**What is being asked**
The reply should consist of every entry, repeated exactly.

Stored records:
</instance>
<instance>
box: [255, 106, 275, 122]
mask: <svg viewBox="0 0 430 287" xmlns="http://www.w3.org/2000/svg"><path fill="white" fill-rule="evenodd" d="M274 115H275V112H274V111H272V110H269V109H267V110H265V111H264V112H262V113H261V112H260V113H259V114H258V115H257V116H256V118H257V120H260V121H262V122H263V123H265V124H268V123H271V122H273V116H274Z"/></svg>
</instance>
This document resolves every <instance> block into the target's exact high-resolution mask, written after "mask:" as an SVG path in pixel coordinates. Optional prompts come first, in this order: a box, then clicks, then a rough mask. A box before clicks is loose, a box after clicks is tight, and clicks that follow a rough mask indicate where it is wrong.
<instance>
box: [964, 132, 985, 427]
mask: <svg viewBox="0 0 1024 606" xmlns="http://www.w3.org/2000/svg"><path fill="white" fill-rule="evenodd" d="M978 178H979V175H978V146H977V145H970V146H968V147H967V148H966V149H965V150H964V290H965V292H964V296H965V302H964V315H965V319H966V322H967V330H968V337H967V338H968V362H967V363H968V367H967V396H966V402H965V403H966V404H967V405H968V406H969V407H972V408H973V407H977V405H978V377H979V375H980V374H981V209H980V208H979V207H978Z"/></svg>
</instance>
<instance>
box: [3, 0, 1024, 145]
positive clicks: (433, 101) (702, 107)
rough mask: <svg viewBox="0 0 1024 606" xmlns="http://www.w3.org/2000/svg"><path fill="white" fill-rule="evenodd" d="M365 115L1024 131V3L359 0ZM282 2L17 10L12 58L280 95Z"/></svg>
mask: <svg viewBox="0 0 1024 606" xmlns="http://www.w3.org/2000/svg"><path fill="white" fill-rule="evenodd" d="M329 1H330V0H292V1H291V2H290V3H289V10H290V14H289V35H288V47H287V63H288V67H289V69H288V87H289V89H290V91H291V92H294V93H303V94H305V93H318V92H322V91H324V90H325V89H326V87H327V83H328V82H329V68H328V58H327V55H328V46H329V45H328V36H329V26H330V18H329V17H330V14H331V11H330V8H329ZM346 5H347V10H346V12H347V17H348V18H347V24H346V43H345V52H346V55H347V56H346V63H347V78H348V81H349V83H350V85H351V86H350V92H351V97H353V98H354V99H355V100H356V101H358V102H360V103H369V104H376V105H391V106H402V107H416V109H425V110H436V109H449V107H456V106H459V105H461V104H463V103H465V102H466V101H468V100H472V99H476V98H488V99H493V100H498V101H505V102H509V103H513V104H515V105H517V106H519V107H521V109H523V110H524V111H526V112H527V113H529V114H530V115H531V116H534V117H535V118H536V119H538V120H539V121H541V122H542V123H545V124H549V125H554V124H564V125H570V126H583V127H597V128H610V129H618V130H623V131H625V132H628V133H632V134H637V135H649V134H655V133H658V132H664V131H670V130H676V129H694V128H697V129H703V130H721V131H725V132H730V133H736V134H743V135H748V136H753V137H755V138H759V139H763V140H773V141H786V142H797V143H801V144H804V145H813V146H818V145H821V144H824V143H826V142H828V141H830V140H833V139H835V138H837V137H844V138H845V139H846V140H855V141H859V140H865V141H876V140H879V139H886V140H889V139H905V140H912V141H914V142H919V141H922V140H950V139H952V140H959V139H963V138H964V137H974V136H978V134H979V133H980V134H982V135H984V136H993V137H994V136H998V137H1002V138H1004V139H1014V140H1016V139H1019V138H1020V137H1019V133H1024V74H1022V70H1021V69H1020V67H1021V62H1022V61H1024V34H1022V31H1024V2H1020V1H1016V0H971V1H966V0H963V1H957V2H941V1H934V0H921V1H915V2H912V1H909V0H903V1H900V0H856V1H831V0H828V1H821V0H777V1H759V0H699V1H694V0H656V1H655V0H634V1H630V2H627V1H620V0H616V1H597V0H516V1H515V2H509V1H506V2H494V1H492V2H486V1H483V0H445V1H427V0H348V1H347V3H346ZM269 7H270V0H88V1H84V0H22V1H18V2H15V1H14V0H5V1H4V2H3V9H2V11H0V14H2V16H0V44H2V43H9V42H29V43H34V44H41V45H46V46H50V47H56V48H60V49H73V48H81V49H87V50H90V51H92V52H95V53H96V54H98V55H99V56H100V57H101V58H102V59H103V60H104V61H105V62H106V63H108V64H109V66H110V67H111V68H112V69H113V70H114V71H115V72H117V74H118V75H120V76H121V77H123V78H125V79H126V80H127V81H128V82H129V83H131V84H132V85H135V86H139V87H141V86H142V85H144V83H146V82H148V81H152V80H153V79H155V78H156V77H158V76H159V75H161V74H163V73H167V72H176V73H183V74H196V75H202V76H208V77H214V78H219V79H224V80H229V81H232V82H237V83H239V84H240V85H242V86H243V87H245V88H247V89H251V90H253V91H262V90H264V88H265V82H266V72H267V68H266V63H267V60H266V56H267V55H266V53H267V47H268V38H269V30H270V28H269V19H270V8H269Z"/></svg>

**Answer to the problem**
</instance>
<instance>
box: [255, 106, 275, 122]
mask: <svg viewBox="0 0 430 287" xmlns="http://www.w3.org/2000/svg"><path fill="white" fill-rule="evenodd" d="M274 115H275V112H274V111H272V110H269V109H267V110H265V111H264V112H262V113H261V112H260V113H259V114H258V115H257V116H256V118H257V120H260V121H262V122H263V123H265V124H268V123H271V122H273V116H274Z"/></svg>
</instance>
This document resolves every <instance> block into the target's exact high-resolution mask, written after "mask:" as an SVG path in pixel coordinates. Optional prompts come first, in this order: a box, then clicks, then a rough mask. A box before clicks is loose, a box after clicks is tight, and clicks that follow a rough mask indicate where it is wrong.
<instance>
box: [964, 132, 985, 427]
mask: <svg viewBox="0 0 1024 606" xmlns="http://www.w3.org/2000/svg"><path fill="white" fill-rule="evenodd" d="M978 178H979V175H978V146H977V145H970V146H968V147H967V148H966V149H965V150H964V290H965V292H964V296H965V302H964V315H965V319H966V322H967V330H968V337H967V338H968V362H967V363H968V367H967V396H966V402H965V403H966V404H967V405H968V406H969V407H972V408H973V407H977V405H978V377H979V375H980V374H981V209H980V208H979V207H978Z"/></svg>
</instance>
<instance>
box: [3, 0, 1024, 145]
positive clicks: (433, 101) (702, 107)
rough mask: <svg viewBox="0 0 1024 606" xmlns="http://www.w3.org/2000/svg"><path fill="white" fill-rule="evenodd" d="M365 115L1024 131V3L359 0ZM282 2L17 10L12 58L280 95Z"/></svg>
mask: <svg viewBox="0 0 1024 606" xmlns="http://www.w3.org/2000/svg"><path fill="white" fill-rule="evenodd" d="M329 1H330V0H292V1H291V2H290V3H289V10H290V14H289V35H288V47H287V63H288V67H289V69H288V87H289V89H290V91H291V92H294V93H303V94H305V93H318V92H322V91H324V90H325V89H326V87H327V83H328V82H329V68H328V58H327V55H328V46H329V45H328V36H329V26H330V18H329V17H330V14H331V11H330V8H329ZM346 5H347V10H346V12H347V17H348V18H347V24H346V43H345V52H346V55H347V56H346V63H347V78H348V81H349V83H350V85H351V86H350V92H351V97H353V98H354V99H355V100H356V101H358V102H360V103H369V104H376V105H391V106H402V107H416V109H425V110H436V109H449V107H456V106H459V105H461V104H463V103H465V102H466V101H468V100H472V99H476V98H488V99H493V100H498V101H505V102H509V103H513V104H515V105H517V106H519V107H521V109H523V110H524V111H526V112H527V113H529V114H530V115H531V116H534V117H535V118H536V119H538V120H539V121H541V122H542V123H545V124H549V125H554V124H564V125H570V126H583V127H597V128H610V129H618V130H623V131H625V132H628V133H632V134H637V135H649V134H655V133H658V132H664V131H670V130H676V129H694V128H697V129H703V130H721V131H725V132H730V133H736V134H743V135H748V136H753V137H755V138H759V139H763V140H773V141H786V142H797V143H801V144H804V145H813V146H818V145H821V144H824V143H826V142H828V141H830V140H833V139H835V138H837V137H844V138H845V139H846V140H855V141H859V140H865V141H876V140H879V139H886V140H889V139H905V140H912V141H914V142H919V141H922V140H950V139H952V140H959V139H963V138H964V137H974V136H978V134H979V133H980V134H982V135H984V136H993V137H994V136H998V137H1002V138H1004V139H1014V140H1016V139H1019V138H1020V137H1019V133H1024V74H1022V70H1021V69H1020V67H1021V62H1022V61H1024V34H1022V31H1024V2H1020V1H1016V0H971V1H966V0H963V1H957V2H941V1H934V0H921V1H915V2H912V1H909V0H903V1H900V0H856V1H831V0H828V1H821V0H777V1H759V0H699V1H694V0H656V1H655V0H634V1H630V2H627V1H620V0H616V1H597V0H516V1H515V2H509V1H506V2H494V1H492V2H486V1H483V0H445V1H427V0H348V1H347V3H346ZM269 7H270V0H88V1H84V0H22V1H18V2H15V1H14V0H5V1H4V2H3V9H2V11H0V14H2V16H0V44H2V43H9V42H29V43H34V44H41V45H46V46H50V47H56V48H60V49H73V48H81V49H87V50H90V51H92V52H95V53H96V54H98V55H99V56H100V57H101V58H102V59H103V60H104V61H105V62H106V63H108V64H109V66H110V67H111V68H112V69H113V70H114V71H115V72H117V74H118V75H120V76H121V77H123V78H125V79H126V80H127V81H128V82H129V83H131V84H132V85H135V86H139V87H141V86H142V85H144V83H146V82H148V81H152V80H153V79H155V78H156V77H158V76H159V75H161V74H163V73H167V72H176V73H183V74H196V75H202V76H208V77H214V78H219V79H224V80H229V81H232V82H237V83H239V84H240V85H242V86H243V87H245V88H247V89H251V90H253V91H262V90H264V88H265V82H266V72H267V68H266V63H267V60H266V56H267V55H266V53H267V47H268V38H269V30H270V28H269V19H270V8H269Z"/></svg>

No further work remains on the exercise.